Exercise brief | Convert the data below into a two-column CSV with the columns input and output, using one row per text and its answer. Put each value in a single quoted field, and replace any line breaks within it with spaces.

(Named object pointing data)
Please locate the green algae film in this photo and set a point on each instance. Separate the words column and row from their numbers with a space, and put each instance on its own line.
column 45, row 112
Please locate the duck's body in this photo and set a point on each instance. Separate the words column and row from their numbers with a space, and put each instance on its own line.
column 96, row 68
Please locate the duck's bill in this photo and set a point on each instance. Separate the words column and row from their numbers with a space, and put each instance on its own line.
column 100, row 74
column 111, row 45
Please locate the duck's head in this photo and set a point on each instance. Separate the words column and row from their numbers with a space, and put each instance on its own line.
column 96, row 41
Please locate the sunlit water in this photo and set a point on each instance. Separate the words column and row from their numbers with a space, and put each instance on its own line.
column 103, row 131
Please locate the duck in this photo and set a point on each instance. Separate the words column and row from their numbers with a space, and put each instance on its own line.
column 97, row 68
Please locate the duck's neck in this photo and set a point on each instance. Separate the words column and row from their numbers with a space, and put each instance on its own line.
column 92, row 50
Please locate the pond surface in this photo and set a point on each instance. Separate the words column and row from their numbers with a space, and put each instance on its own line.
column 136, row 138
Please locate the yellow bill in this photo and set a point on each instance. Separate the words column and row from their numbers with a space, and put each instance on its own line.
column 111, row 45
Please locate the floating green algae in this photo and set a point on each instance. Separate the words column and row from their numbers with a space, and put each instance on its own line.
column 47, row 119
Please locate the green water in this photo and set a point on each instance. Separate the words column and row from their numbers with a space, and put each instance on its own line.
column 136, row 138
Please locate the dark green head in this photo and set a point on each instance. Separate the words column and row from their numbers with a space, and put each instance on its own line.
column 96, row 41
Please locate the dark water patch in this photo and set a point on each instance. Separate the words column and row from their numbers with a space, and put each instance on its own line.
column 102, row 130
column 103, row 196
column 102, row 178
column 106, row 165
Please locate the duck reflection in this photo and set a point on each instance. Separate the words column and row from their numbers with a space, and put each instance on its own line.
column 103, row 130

Result for this task |
input,output
"Please locate the green algae film in this photo and set a point on each instance. Separate the words column and row from their numbers with a space, and put each instance on its own line.","column 45, row 112"
"Please locate the duck's body in this photo and set a point on each instance. Separate the words column and row from their numbers with a space, and put each instance on its own line.","column 96, row 68"
"Please locate the duck's bill in this photo and set a point on each instance. Separate the words column and row from their numbers with a space, and put each instance on its own line.","column 100, row 74 column 111, row 45"
"Please locate the duck's head in this photo and set a point on each instance. Separate the words column and row from their numbers with a space, and put each instance on its own line.","column 96, row 41"
"Please locate the sunlit water in this photo and set a point on each instance. Separate the words column and row from their numbers with a space, and put each instance on its own line.","column 103, row 131"
"Please locate the duck in this photo and set a point on each instance. Separate the words column and row from their numbers with a space, and put each instance on its own line.","column 97, row 68"
"Please locate the duck's neck in this photo and set a point on each instance. Separate the words column and row from their numbers with a space, and put each instance on its own line.","column 92, row 50"
"Please locate the pond surface in this photo and set a point on each instance. Separate the words column and row from their numbers with a space, and put each instance on its own line.","column 136, row 138"
"Please locate the yellow bill in this photo and set a point on each instance. Separate the words column and row from their numbers with a space, and put each instance on its own line.","column 111, row 45"
"Please locate the floating green algae in this photo and set a point on each instance. Separate the words column and row from their numbers with a space, and put each instance on its own line.","column 47, row 119"
"Please locate the green water in this photo and set a point on each instance. Separate the words column and row from their numbers with a space, and put each instance on its own line.","column 136, row 138"
"Please locate the dark green head in this photo and set a point on each instance. Separate the words column and row from their numbers with a space, and put each instance on its own line.","column 96, row 41"
"Please locate the dark water patch in this photo and set a point on each instance. Separate the words column and row from their numbers with a space, and put each instance on its own line.","column 102, row 130 column 103, row 196 column 102, row 178 column 106, row 165"
"Please locate the duck reflection in this photo and set a point on each instance. Separate the words column and row from their numbers with a space, and put each instance on its own line.","column 103, row 130"